» **Work to be completed**
Do not carry the pictures over; copy every other part of the entries exactly.

» **The records**
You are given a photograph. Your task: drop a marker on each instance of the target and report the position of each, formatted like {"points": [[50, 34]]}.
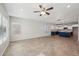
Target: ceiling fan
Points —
{"points": [[44, 10]]}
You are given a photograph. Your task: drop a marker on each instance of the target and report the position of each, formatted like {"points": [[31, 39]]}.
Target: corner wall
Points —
{"points": [[5, 40]]}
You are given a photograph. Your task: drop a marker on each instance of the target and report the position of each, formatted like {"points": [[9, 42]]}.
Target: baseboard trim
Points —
{"points": [[31, 38]]}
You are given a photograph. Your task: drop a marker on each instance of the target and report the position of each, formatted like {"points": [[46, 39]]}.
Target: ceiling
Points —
{"points": [[60, 11]]}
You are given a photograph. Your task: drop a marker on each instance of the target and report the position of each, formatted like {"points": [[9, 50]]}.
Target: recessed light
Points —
{"points": [[68, 6], [22, 9]]}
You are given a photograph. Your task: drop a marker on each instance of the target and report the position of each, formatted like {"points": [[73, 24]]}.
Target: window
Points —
{"points": [[2, 26]]}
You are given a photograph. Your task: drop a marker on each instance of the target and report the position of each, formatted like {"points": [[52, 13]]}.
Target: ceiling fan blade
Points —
{"points": [[49, 8], [36, 11], [47, 13], [40, 6]]}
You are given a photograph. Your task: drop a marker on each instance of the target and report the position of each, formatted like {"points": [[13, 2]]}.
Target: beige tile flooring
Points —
{"points": [[45, 46]]}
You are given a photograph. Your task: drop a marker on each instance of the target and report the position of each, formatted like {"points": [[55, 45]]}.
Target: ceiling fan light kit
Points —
{"points": [[43, 10]]}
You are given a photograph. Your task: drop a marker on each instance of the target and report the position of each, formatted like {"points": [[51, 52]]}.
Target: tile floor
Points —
{"points": [[45, 46]]}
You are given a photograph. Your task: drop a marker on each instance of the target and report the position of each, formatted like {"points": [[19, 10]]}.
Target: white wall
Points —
{"points": [[25, 29], [5, 40]]}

» **Worked answer**
You are given a photograph. Your task: drop a marker on each instance of the target and report the position of each, formatted like {"points": [[50, 34]]}.
Target: ceiling fan
Points —
{"points": [[44, 10]]}
You are given a photograph. Your task: drop a marker on each instance of the target and report the position of each, formatted like {"points": [[31, 39]]}.
Target: corner wall
Points —
{"points": [[5, 40]]}
You are given a photograph. Your task: drop a marker on each instance of the target and report the position of each, formatted like {"points": [[9, 42]]}.
Target: baseboard trim
Points —
{"points": [[31, 38]]}
You are given a photograph. Your task: drop a marker on each instance of the target and report the position of each, formatted like {"points": [[46, 39]]}.
Target: ceiling
Points —
{"points": [[60, 11]]}
You are given a photograph. Your task: drop a marker on each instance of the target and report the position of each, formatted like {"points": [[9, 50]]}.
Target: recessed light
Points —
{"points": [[68, 6], [22, 9]]}
You are given a photograph. Your task: drop a marker on each instance of the target and report the position of each, formatted like {"points": [[73, 24]]}.
Target: window
Points —
{"points": [[2, 26]]}
You are given a photograph. Your task: drop a marker on each instance of the target and report the position of each, formatted like {"points": [[52, 13]]}.
Target: ceiling fan blade
Points —
{"points": [[49, 8], [36, 11], [47, 13], [40, 6]]}
You are given a photograph. Your task: drop a marker on each instance of the target and report the position of each, formatted like {"points": [[13, 2]]}.
Target: beige tile flooring
Points —
{"points": [[45, 46]]}
You are given a photograph. Your task: drop a marker on each instance of the target and report the position of each, formatted like {"points": [[55, 45]]}.
Target: ceiling fan light kit
Points —
{"points": [[43, 10]]}
You are given a photograph. Your task: drop a marker on each instance of the target and report the position of each, formatted like {"points": [[51, 52]]}.
Target: tile floor
Points —
{"points": [[45, 46]]}
You are given a photograph. Your task: drop a marker on each instance of the target and report the position of each, formatted like {"points": [[19, 10]]}.
Target: white wall
Points —
{"points": [[25, 29], [5, 40]]}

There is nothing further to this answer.